Pull out each line of the material below that contains the word "wooden", copying it unchanged.

____ Stored records

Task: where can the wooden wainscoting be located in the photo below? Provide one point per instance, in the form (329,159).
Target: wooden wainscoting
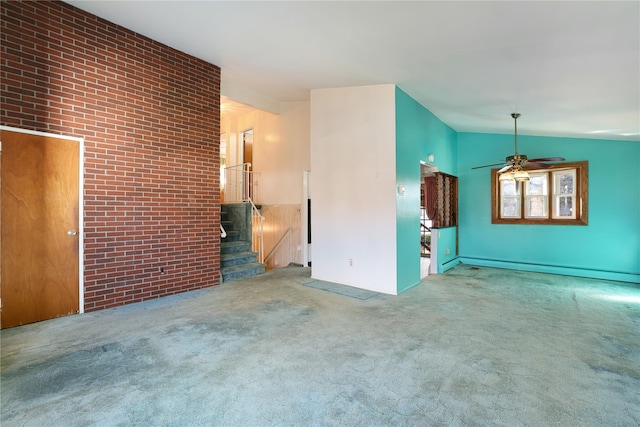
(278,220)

________
____ Stored records

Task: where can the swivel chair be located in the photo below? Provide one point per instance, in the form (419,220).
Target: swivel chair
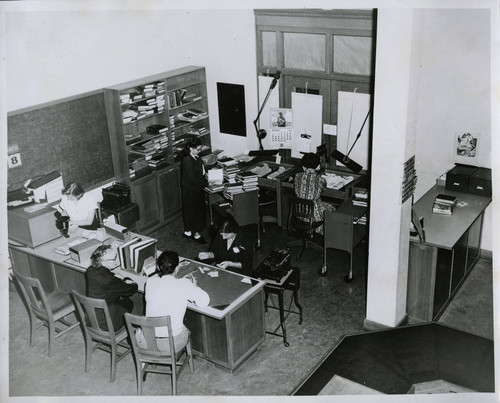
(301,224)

________

*Answer to this problem*
Task: where can the wooden wainscoting be located in the photo below? Provide one point per instance, in the form (329,159).
Target: wooden wainscoting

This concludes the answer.